▶ [TASK TO CARRY OUT] Nothing but the lines from the one that contains "compact shape [15,32]." through the end of the data should be reproduced, and each must match exactly.
= = =
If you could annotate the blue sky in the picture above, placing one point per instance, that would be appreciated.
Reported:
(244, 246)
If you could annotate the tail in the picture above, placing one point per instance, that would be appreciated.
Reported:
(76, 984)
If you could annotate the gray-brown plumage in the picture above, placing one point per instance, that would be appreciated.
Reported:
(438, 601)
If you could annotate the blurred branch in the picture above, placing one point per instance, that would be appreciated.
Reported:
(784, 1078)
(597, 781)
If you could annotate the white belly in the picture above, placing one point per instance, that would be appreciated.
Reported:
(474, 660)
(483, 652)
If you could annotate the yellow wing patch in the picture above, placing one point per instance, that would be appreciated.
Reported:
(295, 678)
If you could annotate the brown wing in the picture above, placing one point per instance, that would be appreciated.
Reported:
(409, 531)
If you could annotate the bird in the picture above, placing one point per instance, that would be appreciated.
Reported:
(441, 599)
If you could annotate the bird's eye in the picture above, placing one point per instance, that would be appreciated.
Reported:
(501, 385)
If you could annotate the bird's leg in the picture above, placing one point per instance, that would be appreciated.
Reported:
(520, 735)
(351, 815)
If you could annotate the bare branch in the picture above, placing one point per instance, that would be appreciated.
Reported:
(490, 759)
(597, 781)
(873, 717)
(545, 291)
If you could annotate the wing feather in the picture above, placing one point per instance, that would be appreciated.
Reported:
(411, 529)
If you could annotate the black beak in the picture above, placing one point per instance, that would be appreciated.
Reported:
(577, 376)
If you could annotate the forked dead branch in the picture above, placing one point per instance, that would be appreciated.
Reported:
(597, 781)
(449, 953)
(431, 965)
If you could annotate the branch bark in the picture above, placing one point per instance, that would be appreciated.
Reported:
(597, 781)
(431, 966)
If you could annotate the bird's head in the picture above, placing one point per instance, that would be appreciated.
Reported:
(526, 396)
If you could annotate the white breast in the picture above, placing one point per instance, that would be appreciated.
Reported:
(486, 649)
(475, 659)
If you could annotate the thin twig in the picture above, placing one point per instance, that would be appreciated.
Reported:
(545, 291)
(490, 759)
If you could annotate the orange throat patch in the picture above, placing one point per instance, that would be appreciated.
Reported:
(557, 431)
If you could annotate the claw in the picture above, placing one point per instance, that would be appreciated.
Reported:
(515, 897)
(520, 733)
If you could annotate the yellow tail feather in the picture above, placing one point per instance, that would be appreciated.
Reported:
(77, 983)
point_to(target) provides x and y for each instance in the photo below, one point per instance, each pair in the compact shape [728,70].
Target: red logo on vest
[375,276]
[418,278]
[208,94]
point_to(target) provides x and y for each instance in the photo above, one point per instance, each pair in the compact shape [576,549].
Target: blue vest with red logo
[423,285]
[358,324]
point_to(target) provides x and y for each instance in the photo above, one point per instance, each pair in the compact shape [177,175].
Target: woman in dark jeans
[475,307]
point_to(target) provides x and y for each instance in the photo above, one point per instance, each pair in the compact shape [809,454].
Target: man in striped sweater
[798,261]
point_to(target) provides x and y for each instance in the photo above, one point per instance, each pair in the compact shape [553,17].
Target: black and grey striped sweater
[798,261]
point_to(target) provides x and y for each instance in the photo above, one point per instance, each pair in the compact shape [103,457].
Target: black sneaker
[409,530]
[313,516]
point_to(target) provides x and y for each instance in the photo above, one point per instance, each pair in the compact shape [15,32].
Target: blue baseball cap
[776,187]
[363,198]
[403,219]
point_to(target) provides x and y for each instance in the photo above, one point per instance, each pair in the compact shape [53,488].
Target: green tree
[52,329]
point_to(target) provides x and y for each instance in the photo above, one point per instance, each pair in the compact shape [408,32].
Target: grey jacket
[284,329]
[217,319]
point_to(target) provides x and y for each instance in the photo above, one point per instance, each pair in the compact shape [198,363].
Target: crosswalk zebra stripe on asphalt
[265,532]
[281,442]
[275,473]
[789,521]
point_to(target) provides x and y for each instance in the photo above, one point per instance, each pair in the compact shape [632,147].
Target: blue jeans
= = =
▶ [WRITTEN RESPONSE]
point_to(target) provides x and y for each instance in the photo above, one point per instance, each pair in the compact shape [15,32].
Target: blue baseball cap
[776,187]
[363,198]
[403,219]
point_to(target) provides x and y for each instance in the photo above, one point per instance, each pair in the compact shape [53,488].
Target: green tree
[52,329]
point_to(target) provides x and y for each instance in the photo above, one point per instance, each pair in the compact shape [408,32].
Target: grey jacket
[284,329]
[217,319]
point_to(target) provides x and y for each instance in the photo above, one point per instance, each pair in the compact shape [198,363].
Target: crosswalk zebra stripe on asphalt
[265,532]
[281,442]
[275,473]
[789,521]
point_to(target) provides x and y for each instance in the photo above, one point per instance, each pair in the compact shape [632,147].
Target: blue jeans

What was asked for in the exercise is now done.